▸ Brief:
The result should be an exact copy of every record, with no pictures kept.

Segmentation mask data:

Content starts

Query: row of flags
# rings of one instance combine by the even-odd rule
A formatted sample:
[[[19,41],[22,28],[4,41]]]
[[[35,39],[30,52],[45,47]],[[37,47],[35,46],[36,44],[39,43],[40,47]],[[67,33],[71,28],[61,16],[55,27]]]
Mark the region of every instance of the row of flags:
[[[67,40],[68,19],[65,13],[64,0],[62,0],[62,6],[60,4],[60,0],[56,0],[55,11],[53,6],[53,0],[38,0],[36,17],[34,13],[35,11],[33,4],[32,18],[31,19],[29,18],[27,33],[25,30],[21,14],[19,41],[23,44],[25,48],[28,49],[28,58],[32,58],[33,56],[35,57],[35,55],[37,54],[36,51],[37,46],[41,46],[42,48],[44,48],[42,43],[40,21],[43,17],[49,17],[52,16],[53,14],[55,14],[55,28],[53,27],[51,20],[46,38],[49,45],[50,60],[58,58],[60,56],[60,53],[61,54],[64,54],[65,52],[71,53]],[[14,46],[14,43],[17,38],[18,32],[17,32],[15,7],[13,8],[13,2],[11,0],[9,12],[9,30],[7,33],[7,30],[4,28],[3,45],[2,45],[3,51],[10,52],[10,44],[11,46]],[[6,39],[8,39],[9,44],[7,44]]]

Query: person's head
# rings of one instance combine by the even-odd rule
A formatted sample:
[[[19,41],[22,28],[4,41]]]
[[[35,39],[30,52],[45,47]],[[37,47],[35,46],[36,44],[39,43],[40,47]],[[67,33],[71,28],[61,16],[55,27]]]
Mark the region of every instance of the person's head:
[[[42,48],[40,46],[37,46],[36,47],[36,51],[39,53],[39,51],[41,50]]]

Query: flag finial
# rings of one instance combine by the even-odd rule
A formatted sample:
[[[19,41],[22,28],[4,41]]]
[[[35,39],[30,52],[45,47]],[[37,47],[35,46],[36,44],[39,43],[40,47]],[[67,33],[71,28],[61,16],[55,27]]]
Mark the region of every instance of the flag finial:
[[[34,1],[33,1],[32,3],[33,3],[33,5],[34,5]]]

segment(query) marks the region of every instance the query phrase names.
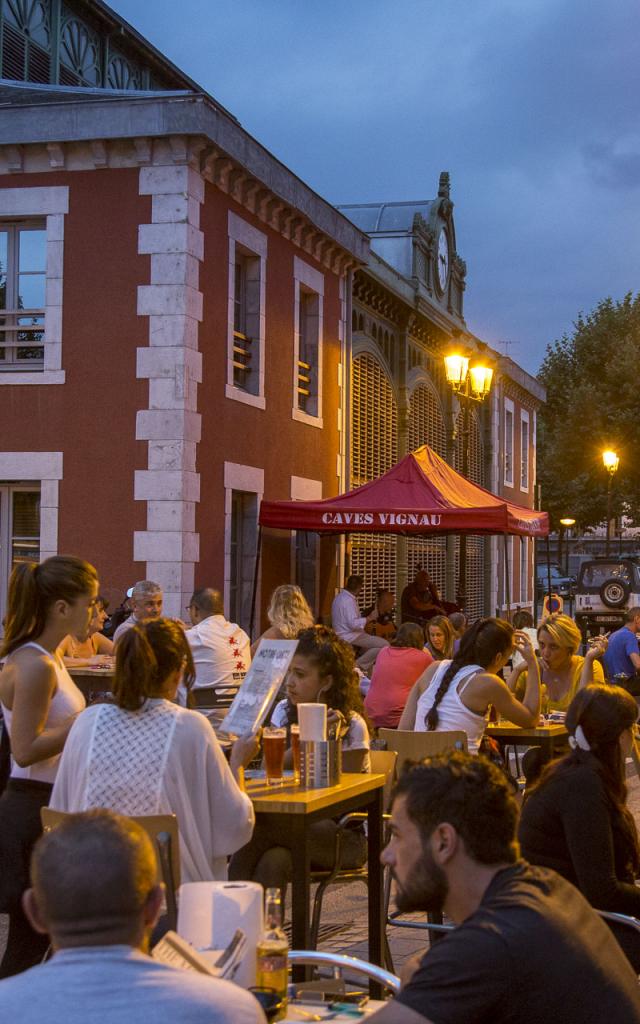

Content ends

▸ Your response:
Query: row of flags
# rings of one instance combine by the even-odd rule
A formatted sample:
[[[19,41],[22,28],[4,41]]]
[[[35,39],[30,52],[45,47]],[[37,47],[35,46],[36,44],[39,43],[40,47]],[[67,33],[71,28],[61,16],[55,27]]]
Mark the region of every instance of the row of flags:
[[[67,40],[68,19],[65,13],[64,0],[62,0],[62,6],[60,4],[60,0],[56,0],[55,11],[53,6],[53,0],[38,0],[36,17],[34,13],[35,11],[33,4],[32,18],[31,19],[29,18],[27,33],[25,30],[21,14],[19,41],[23,44],[25,48],[28,49],[28,58],[32,58],[33,56],[35,57],[35,55],[37,54],[36,51],[37,46],[41,46],[42,48],[44,48],[42,43],[40,21],[43,17],[49,17],[52,16],[53,14],[55,14],[55,28],[53,27],[51,20],[46,38],[49,45],[50,60],[58,58],[60,56],[60,53],[61,54],[64,54],[65,52],[71,53]],[[14,46],[14,43],[17,38],[18,32],[17,32],[15,7],[13,8],[13,2],[11,0],[9,12],[9,30],[7,33],[7,30],[4,28],[3,45],[2,45],[3,51],[10,52],[10,44],[11,46]],[[6,39],[8,39],[9,44],[7,44]]]

Query: person's head
# rings of one instance combine by the even-odd rule
A formatted sample:
[[[19,41],[22,28],[4,41]]]
[[[35,39],[30,52],[45,47]],[[37,47],[35,46],[36,44],[39,43],[40,47]],[[67,33],[71,28],[61,16],[55,27]]]
Mark the region of every instance of the person's head:
[[[42,48],[40,46],[37,46],[36,47],[36,51],[39,53],[39,51],[41,50]]]

Query: flag finial
# rings of one instance combine by the even-odd rule
A formatted sample:
[[[19,41],[22,28],[4,41]]]
[[[35,39],[30,52],[45,47]],[[37,47],[35,46],[36,44],[39,43],[40,47]],[[67,33],[71,28],[61,16],[55,27]]]
Mark the region of every instance of the flag finial:
[[[34,1],[33,1],[32,3],[33,3],[33,5],[34,5]]]

segment(query) marks the region of every instance the query phrase names.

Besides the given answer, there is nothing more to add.